Dataset extract START

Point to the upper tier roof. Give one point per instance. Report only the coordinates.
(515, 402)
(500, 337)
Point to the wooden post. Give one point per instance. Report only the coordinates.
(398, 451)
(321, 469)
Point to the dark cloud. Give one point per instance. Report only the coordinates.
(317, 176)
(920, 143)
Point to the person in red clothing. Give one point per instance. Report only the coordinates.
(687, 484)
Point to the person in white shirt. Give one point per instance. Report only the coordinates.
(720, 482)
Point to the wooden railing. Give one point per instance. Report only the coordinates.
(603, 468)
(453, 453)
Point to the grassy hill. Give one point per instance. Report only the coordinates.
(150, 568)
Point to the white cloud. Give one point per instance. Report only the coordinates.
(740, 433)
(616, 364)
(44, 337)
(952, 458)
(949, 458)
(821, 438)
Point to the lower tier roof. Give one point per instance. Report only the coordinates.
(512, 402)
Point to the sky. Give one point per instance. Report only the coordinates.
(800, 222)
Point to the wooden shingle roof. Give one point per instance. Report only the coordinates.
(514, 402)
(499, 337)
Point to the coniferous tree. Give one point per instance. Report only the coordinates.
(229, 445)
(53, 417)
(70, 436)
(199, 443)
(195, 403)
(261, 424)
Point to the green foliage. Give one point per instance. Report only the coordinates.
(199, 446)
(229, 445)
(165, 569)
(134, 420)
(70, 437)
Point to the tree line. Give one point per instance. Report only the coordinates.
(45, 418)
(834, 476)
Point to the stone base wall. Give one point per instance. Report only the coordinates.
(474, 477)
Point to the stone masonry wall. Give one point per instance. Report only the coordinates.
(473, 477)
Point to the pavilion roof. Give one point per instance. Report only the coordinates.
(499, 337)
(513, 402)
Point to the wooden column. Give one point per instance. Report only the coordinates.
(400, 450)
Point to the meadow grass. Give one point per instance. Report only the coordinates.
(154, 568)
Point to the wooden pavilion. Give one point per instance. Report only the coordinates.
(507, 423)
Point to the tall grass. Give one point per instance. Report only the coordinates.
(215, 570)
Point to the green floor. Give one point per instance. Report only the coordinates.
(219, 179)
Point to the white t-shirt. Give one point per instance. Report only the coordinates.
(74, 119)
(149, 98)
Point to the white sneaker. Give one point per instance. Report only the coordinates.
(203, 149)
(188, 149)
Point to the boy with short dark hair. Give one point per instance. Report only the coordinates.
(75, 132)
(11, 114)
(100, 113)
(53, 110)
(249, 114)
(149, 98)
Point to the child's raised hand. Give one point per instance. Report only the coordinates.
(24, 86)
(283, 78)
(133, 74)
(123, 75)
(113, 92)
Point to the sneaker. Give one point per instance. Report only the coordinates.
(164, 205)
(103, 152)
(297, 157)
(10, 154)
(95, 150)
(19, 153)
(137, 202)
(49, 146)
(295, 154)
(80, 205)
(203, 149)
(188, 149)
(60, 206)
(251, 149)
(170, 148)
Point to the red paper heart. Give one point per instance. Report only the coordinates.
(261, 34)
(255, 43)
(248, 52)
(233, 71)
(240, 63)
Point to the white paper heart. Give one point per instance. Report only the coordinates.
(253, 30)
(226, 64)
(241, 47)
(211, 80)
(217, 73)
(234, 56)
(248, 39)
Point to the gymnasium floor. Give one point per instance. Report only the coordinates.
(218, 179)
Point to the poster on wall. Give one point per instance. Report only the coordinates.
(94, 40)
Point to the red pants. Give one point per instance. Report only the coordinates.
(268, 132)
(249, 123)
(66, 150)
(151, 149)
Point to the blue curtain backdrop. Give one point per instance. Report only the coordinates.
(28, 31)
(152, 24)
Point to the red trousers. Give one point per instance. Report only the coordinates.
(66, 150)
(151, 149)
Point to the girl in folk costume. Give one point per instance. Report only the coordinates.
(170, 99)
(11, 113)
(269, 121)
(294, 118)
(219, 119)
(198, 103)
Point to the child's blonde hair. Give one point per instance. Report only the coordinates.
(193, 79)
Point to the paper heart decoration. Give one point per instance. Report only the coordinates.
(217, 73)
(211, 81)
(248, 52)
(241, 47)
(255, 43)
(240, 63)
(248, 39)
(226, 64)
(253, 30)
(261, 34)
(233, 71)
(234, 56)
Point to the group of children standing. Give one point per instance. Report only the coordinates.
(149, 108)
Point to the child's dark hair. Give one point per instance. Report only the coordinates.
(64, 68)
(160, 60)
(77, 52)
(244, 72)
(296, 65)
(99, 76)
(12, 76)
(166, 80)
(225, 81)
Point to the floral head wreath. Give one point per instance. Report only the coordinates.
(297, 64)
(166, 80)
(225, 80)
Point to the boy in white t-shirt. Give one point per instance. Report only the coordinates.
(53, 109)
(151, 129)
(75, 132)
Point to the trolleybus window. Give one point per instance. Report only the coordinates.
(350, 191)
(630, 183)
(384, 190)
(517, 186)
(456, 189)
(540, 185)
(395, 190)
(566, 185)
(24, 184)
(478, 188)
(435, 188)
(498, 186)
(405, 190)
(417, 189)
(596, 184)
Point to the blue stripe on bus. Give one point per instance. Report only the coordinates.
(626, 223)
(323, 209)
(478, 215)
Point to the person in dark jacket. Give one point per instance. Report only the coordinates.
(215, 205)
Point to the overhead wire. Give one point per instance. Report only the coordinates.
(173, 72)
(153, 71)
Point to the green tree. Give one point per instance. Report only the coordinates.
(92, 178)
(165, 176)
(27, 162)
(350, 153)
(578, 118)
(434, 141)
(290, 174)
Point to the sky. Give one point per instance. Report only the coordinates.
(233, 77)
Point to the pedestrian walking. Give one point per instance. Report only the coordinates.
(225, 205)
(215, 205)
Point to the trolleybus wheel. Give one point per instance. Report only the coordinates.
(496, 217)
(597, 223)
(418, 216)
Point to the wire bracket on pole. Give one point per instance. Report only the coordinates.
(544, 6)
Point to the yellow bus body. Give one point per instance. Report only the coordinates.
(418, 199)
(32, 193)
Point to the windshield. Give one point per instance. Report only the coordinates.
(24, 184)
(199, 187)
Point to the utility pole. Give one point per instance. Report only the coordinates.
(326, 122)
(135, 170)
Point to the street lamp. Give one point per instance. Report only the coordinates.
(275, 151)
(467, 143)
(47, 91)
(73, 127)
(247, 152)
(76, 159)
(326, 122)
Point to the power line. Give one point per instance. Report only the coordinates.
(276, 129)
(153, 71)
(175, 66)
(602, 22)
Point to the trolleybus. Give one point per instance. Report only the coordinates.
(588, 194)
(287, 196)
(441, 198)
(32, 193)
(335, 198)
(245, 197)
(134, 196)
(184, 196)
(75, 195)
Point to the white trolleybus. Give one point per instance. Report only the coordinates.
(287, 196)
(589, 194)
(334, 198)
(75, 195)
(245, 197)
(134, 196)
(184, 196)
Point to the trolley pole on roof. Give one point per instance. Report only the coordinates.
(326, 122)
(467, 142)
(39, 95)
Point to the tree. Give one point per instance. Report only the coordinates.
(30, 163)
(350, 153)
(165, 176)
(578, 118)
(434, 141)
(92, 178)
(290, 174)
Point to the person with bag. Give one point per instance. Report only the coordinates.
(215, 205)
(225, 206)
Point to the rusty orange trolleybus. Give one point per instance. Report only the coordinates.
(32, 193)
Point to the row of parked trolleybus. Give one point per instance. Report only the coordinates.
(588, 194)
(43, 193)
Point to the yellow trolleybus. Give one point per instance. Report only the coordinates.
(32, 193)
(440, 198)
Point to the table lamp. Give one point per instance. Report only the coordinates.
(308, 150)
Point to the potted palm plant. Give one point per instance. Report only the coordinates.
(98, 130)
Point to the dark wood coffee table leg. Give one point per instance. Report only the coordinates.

Dataset extract END

--- Work task ---
Please reproduce the listing exactly, keeping every line as it is.

--- Exercise answer ---
Point to the upper tier roof. Give one point per instance. Report only the coordinates.
(515, 402)
(500, 337)
Point to the wooden post. Give one point per instance. Report only the coordinates.
(398, 451)
(321, 469)
Point to the dark cloud. Give one point per instance. Report only the coordinates.
(317, 176)
(920, 143)
Point to the person in red clothing. Give one point per instance. Report only the coordinates.
(687, 484)
Point to the person in white shirt. Give one point per instance. Report only the coordinates.
(720, 482)
Point to the wooden railing. Give one point per instance. Report only the coordinates.
(603, 468)
(453, 453)
Point to the grassy hill. Give one point per instance. Report only the coordinates.
(150, 568)
Point to the white cloud. Give one point per instance. Report only the coordinates.
(740, 433)
(616, 364)
(44, 337)
(952, 458)
(949, 458)
(821, 438)
Point to the lower tier roof. Give one point per instance. Report only the coordinates.
(512, 402)
Point to the sky. Give one point per instance. Report only the coordinates.
(800, 222)
Point to the wooden shingle roof. Give one point per instance. Report only the coordinates.
(514, 402)
(499, 337)
Point to the coniferous tree. Give one point per instance. Report only the coordinates.
(229, 445)
(53, 417)
(70, 436)
(199, 443)
(195, 403)
(261, 424)
Point to the green foliage. Give one point per instance. Report only the coordinates.
(199, 446)
(229, 445)
(165, 569)
(134, 420)
(70, 437)
Point to the tree line. Give one point per instance. Report only the coordinates.
(45, 418)
(834, 476)
Point to the stone base wall. Give one point per instance. Report only the coordinates.
(474, 477)
Point to the stone masonry wall. Give one point per instance. Report only the coordinates.
(473, 477)
Point to the pavilion roof. Give one point per instance. Report only the coordinates.
(499, 337)
(513, 402)
Point to the wooden column. Give one point per instance. Report only the coordinates.
(400, 450)
Point to the meadow grass. Give one point per instance. Report only the coordinates.
(154, 568)
Point to the wooden pavilion. Give one point per instance. Report only the coordinates.
(507, 423)
Point to the tall grass. Give one point per instance. Report only the coordinates.
(215, 570)
Point to the green floor. Give one point per instance. Report only the coordinates.
(219, 179)
Point to the white t-shirt. Give one point per instance. Report only the coordinates.
(74, 119)
(149, 98)
Point to the white sneaker. Give one point per instance. Report only the coordinates.
(203, 149)
(188, 149)
Point to the boy with short dark hair. Give one point per instance. Report only the coordinates.
(75, 132)
(11, 114)
(100, 113)
(53, 110)
(249, 114)
(149, 98)
Point to the child's raised hand. Give one point per instance. Report only the coordinates.
(24, 86)
(283, 78)
(133, 74)
(123, 75)
(113, 92)
Point to the sneaker. Give one point per instance. Report only the coordinates.
(164, 205)
(103, 152)
(297, 157)
(10, 154)
(95, 150)
(19, 153)
(137, 202)
(49, 146)
(295, 154)
(80, 205)
(203, 149)
(188, 149)
(60, 206)
(251, 149)
(170, 148)
Point to the red paper heart. Give one point per instance. Report only the coordinates.
(261, 34)
(255, 43)
(248, 52)
(233, 71)
(240, 63)
Point to the white paper heart. Give one point per instance. Report only the coordinates.
(253, 30)
(226, 64)
(241, 47)
(211, 80)
(217, 73)
(234, 56)
(248, 39)
Point to the gymnasium floor. Give one point per instance. Report only the coordinates.
(218, 179)
Point to the poster on wall. Give one point per instance. Report only the coordinates.
(94, 40)
Point to the red pants. Give one point per instance. Report only the coordinates.
(268, 132)
(249, 123)
(66, 150)
(151, 149)
Point to the blue curtain backdrop. Give one point per instance. Report only the coordinates.
(28, 31)
(152, 24)
Point to the red trousers. Give one point per instance. Report only the coordinates.
(66, 150)
(151, 149)
Point to the girl in folk costume. Give one point per instance. Report only the coordinates.
(170, 99)
(11, 113)
(269, 121)
(294, 118)
(219, 119)
(198, 103)
Point to the child's blonde hair. Give one point per instance. Report only the coordinates.
(193, 79)
Point to the paper heart decoration. Give one point per instance. Report only the coordinates.
(217, 73)
(211, 81)
(248, 52)
(241, 47)
(255, 43)
(240, 63)
(248, 39)
(226, 64)
(253, 30)
(261, 34)
(233, 71)
(234, 56)
Point to the group of children standing. Give one point per instance. Report only the coordinates.
(149, 108)
Point to the child's dark hair. Give one point per instance. Report only the coordinates.
(64, 68)
(160, 60)
(77, 52)
(244, 72)
(296, 65)
(99, 76)
(12, 76)
(166, 80)
(225, 81)
Point to the floral head wreath. Give one point per instance. Report only the coordinates.
(297, 64)
(166, 80)
(225, 80)
Point to the boy in white t-shirt. Give one point per instance. Report only the coordinates.
(53, 109)
(151, 129)
(75, 132)
Point to the trolleybus window. Give one point per instance. Report only the coordinates.
(350, 191)
(630, 183)
(384, 190)
(517, 186)
(456, 189)
(540, 185)
(395, 190)
(566, 185)
(24, 184)
(478, 188)
(435, 188)
(498, 186)
(405, 190)
(417, 189)
(596, 184)
Point to the blue stripe on bus. Give one point per instance. Report only the coordinates.
(626, 223)
(323, 209)
(478, 215)
Point to the person in dark jacket. Give one point per instance. Report only the coordinates.
(215, 205)
Point to the overhead wire. Give one point per instance. Report only the coordinates.
(173, 72)
(153, 71)
Point to the green tree. Give one point per instance. Report only the coordinates.
(92, 178)
(165, 176)
(27, 162)
(350, 153)
(578, 118)
(434, 141)
(290, 174)
Point to the sky. Give one point per instance. Report only the coordinates.
(233, 77)
Point to the pedestrian walking. Give one point per instance. Report only the coordinates.
(225, 205)
(215, 205)
Point to the trolleybus wheel. Give one point per instance. Report only the coordinates.
(496, 217)
(597, 223)
(418, 216)
Point to the wire bracket on pole. Give one point per instance. Report only the coordinates.
(544, 6)
Point to the yellow bus body. Give one point per instance. Report only the coordinates.
(418, 199)
(32, 193)
Point to the windshield. Give one point per instance. Report only the coordinates.
(24, 184)
(199, 187)
Point to the utility pole. Give one point per instance. Report only the coordinates.
(326, 122)
(135, 170)
Point to the street lamp. Give one point per instance. Report only the coordinates.
(275, 151)
(467, 143)
(47, 91)
(73, 127)
(247, 152)
(76, 159)
(326, 122)
Point to the power line. Give one point per instance. Report only the coordinates.
(276, 129)
(153, 71)
(175, 66)
(602, 22)
Point to the trolleybus. Give one point per instance. Report only the coordinates.
(588, 194)
(287, 196)
(441, 198)
(32, 193)
(335, 198)
(245, 197)
(134, 196)
(184, 196)
(75, 195)
Point to the white trolleybus. Give one point per instance. Report only the coordinates.
(287, 196)
(589, 194)
(334, 198)
(75, 195)
(245, 197)
(134, 196)
(184, 196)
Point to the trolley pole on roof. Give one point per instance. Report only the coordinates.
(326, 122)
(467, 142)
(39, 95)
Point to the tree. Give one point per instance. Report only the coordinates.
(30, 163)
(350, 153)
(165, 176)
(578, 118)
(434, 141)
(92, 178)
(290, 174)
Point to the person with bag. Give one point per instance. Report only the coordinates.
(215, 205)
(225, 206)
Point to the rusty orange trolleybus. Give one point per instance. Report only the coordinates.
(32, 193)
Point to the row of parked trolleybus. Give one point per instance. Report only the coordinates.
(588, 194)
(43, 193)
Point to the yellow trolleybus. Give one point per instance. Report only the coordinates.
(32, 193)
(440, 198)
Point to the table lamp. Give one point per instance. Report only the coordinates.
(308, 150)
Point to the potted palm plant. Give one point per instance. Report only the coordinates.
(98, 130)
Point to the dark wood coffee table leg. Give one point per instance. Report only the coordinates.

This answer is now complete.